──────── Provided data ────────

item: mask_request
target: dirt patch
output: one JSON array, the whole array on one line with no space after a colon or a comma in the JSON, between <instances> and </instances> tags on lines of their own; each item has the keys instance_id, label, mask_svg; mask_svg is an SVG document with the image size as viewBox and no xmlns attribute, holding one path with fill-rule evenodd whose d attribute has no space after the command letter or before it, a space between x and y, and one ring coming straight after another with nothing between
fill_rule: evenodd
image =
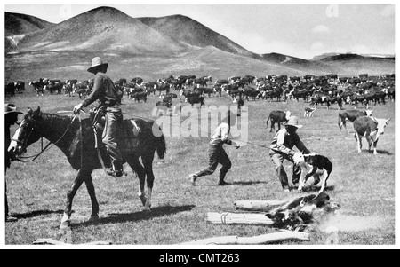
<instances>
[{"instance_id":1,"label":"dirt patch","mask_svg":"<svg viewBox=\"0 0 400 267\"><path fill-rule=\"evenodd\" d=\"M334 227L341 232L365 231L383 227L384 218L380 216L361 216L335 213L324 220L319 229L326 232L327 229Z\"/></svg>"}]
</instances>

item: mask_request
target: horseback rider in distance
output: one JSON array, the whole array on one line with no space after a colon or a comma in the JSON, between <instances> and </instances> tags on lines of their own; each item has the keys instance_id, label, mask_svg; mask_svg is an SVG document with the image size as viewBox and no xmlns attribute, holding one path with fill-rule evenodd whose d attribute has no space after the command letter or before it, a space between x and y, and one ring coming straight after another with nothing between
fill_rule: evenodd
<instances>
[{"instance_id":1,"label":"horseback rider in distance","mask_svg":"<svg viewBox=\"0 0 400 267\"><path fill-rule=\"evenodd\" d=\"M82 103L74 106L74 114L78 114L83 107L99 100L99 109L103 108L106 113L102 142L112 162L112 168L107 173L120 177L124 173L124 161L116 144L116 129L123 121L121 111L123 93L114 86L112 80L106 75L108 67L108 63L103 63L99 57L92 59L92 67L87 71L95 75L93 90Z\"/></svg>"}]
</instances>

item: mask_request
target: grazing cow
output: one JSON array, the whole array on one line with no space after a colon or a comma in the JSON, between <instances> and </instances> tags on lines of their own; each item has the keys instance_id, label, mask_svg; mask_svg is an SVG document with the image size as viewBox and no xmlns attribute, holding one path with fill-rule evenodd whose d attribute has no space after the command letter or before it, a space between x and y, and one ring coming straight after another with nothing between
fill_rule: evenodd
<instances>
[{"instance_id":1,"label":"grazing cow","mask_svg":"<svg viewBox=\"0 0 400 267\"><path fill-rule=\"evenodd\" d=\"M204 105L204 97L200 96L200 97L195 97L195 96L191 96L188 98L188 103L189 103L192 106L195 104L200 104L200 108L202 107L202 106L205 106Z\"/></svg>"},{"instance_id":2,"label":"grazing cow","mask_svg":"<svg viewBox=\"0 0 400 267\"><path fill-rule=\"evenodd\" d=\"M271 130L272 129L275 130L275 123L278 125L278 130L281 130L281 123L285 122L289 120L289 117L292 115L290 111L283 112L280 110L273 110L269 113L268 119L267 120L267 127L268 127L268 121L271 120Z\"/></svg>"},{"instance_id":3,"label":"grazing cow","mask_svg":"<svg viewBox=\"0 0 400 267\"><path fill-rule=\"evenodd\" d=\"M242 115L242 106L244 106L244 100L242 98L236 97L233 103L237 103L237 116Z\"/></svg>"},{"instance_id":4,"label":"grazing cow","mask_svg":"<svg viewBox=\"0 0 400 267\"><path fill-rule=\"evenodd\" d=\"M64 87L64 83L58 82L54 84L46 84L43 88L44 90L48 90L52 95L55 91L57 94L60 94L62 92L62 88Z\"/></svg>"},{"instance_id":5,"label":"grazing cow","mask_svg":"<svg viewBox=\"0 0 400 267\"><path fill-rule=\"evenodd\" d=\"M314 185L321 182L319 192L322 192L326 186L326 180L329 178L333 165L325 156L319 154L303 154L297 152L293 155L293 162L301 169L301 175L299 180L298 192L302 192L307 180L314 177Z\"/></svg>"},{"instance_id":6,"label":"grazing cow","mask_svg":"<svg viewBox=\"0 0 400 267\"><path fill-rule=\"evenodd\" d=\"M373 144L373 154L376 155L376 145L378 144L378 138L380 135L385 132L385 127L388 125L390 118L386 119L376 119L372 117L358 117L354 121L353 126L355 130L354 137L357 141L358 153L361 152L362 142L361 139L364 137L367 139L369 148L371 151L371 146Z\"/></svg>"},{"instance_id":7,"label":"grazing cow","mask_svg":"<svg viewBox=\"0 0 400 267\"><path fill-rule=\"evenodd\" d=\"M313 113L316 110L316 106L315 107L305 107L304 108L304 116L305 117L312 117Z\"/></svg>"},{"instance_id":8,"label":"grazing cow","mask_svg":"<svg viewBox=\"0 0 400 267\"><path fill-rule=\"evenodd\" d=\"M138 101L139 103L140 102L140 100L142 100L144 103L146 103L146 101L148 100L148 93L146 91L134 92L133 94L132 94L132 98L133 98L134 102Z\"/></svg>"},{"instance_id":9,"label":"grazing cow","mask_svg":"<svg viewBox=\"0 0 400 267\"><path fill-rule=\"evenodd\" d=\"M178 98L178 95L174 93L167 93L161 95L162 98Z\"/></svg>"},{"instance_id":10,"label":"grazing cow","mask_svg":"<svg viewBox=\"0 0 400 267\"><path fill-rule=\"evenodd\" d=\"M37 93L37 96L39 96L39 94L44 94L44 85L46 85L46 82L44 82L43 78L40 78L39 81L32 81L29 82L30 86L33 86L35 90Z\"/></svg>"},{"instance_id":11,"label":"grazing cow","mask_svg":"<svg viewBox=\"0 0 400 267\"><path fill-rule=\"evenodd\" d=\"M5 95L9 95L10 97L15 96L15 83L8 82L5 84Z\"/></svg>"},{"instance_id":12,"label":"grazing cow","mask_svg":"<svg viewBox=\"0 0 400 267\"><path fill-rule=\"evenodd\" d=\"M69 83L65 83L62 86L62 89L64 90L65 94L68 97L72 97L72 91L73 91L72 87L73 87L73 85L71 85Z\"/></svg>"},{"instance_id":13,"label":"grazing cow","mask_svg":"<svg viewBox=\"0 0 400 267\"><path fill-rule=\"evenodd\" d=\"M166 98L163 99L163 101L158 101L156 103L156 106L157 107L156 115L163 114L164 115L166 112L170 109L171 106L172 106L172 99Z\"/></svg>"},{"instance_id":14,"label":"grazing cow","mask_svg":"<svg viewBox=\"0 0 400 267\"><path fill-rule=\"evenodd\" d=\"M199 87L195 89L195 91L198 91L201 95L208 95L208 98L211 98L211 94L214 92L212 88L207 87Z\"/></svg>"},{"instance_id":15,"label":"grazing cow","mask_svg":"<svg viewBox=\"0 0 400 267\"><path fill-rule=\"evenodd\" d=\"M25 90L25 82L22 81L14 82L15 90L20 91Z\"/></svg>"},{"instance_id":16,"label":"grazing cow","mask_svg":"<svg viewBox=\"0 0 400 267\"><path fill-rule=\"evenodd\" d=\"M349 121L350 122L353 122L356 121L356 118L361 116L369 116L371 117L372 115L372 109L367 109L364 111L360 111L356 109L350 109L350 110L340 110L339 112L339 117L338 117L338 125L339 128L341 128L344 126L346 128L346 120Z\"/></svg>"}]
</instances>

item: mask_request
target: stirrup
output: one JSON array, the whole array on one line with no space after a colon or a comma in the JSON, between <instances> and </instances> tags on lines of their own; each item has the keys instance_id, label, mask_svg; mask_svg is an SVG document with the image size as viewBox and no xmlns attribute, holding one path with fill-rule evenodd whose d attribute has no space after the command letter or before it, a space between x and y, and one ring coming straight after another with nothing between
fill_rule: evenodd
<instances>
[{"instance_id":1,"label":"stirrup","mask_svg":"<svg viewBox=\"0 0 400 267\"><path fill-rule=\"evenodd\" d=\"M109 176L112 176L114 177L120 177L123 175L127 176L128 174L126 172L124 172L124 170L120 169L120 170L114 170L114 169L109 169L107 171L107 174Z\"/></svg>"}]
</instances>

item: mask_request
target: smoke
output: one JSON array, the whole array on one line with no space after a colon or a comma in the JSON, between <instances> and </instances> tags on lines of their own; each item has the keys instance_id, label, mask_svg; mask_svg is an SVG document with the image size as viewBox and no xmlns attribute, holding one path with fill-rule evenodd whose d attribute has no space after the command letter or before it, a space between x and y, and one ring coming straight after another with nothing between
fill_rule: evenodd
<instances>
[{"instance_id":1,"label":"smoke","mask_svg":"<svg viewBox=\"0 0 400 267\"><path fill-rule=\"evenodd\" d=\"M364 231L371 228L380 228L382 218L379 216L360 216L342 215L335 212L329 215L319 224L322 232L329 232L332 229L344 232Z\"/></svg>"}]
</instances>

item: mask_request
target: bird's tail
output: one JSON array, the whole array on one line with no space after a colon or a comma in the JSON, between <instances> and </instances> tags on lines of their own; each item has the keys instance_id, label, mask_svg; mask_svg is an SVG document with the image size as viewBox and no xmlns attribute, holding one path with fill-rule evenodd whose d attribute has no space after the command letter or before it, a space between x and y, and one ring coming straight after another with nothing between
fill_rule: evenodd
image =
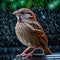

────────

### Written task
List each line of the material above that contains the word "distance", treating uppercase and lowercase as different.

### Result of the task
target: horseback rider in distance
[{"instance_id":1,"label":"horseback rider in distance","mask_svg":"<svg viewBox=\"0 0 400 267\"><path fill-rule=\"evenodd\" d=\"M82 103L74 106L74 114L78 114L83 107L99 100L99 109L103 108L106 113L102 142L112 162L112 168L107 173L120 177L124 173L124 161L116 144L116 129L123 121L121 111L123 93L114 86L112 80L106 75L108 67L108 63L103 63L99 57L92 59L92 67L87 71L95 75L93 90Z\"/></svg>"}]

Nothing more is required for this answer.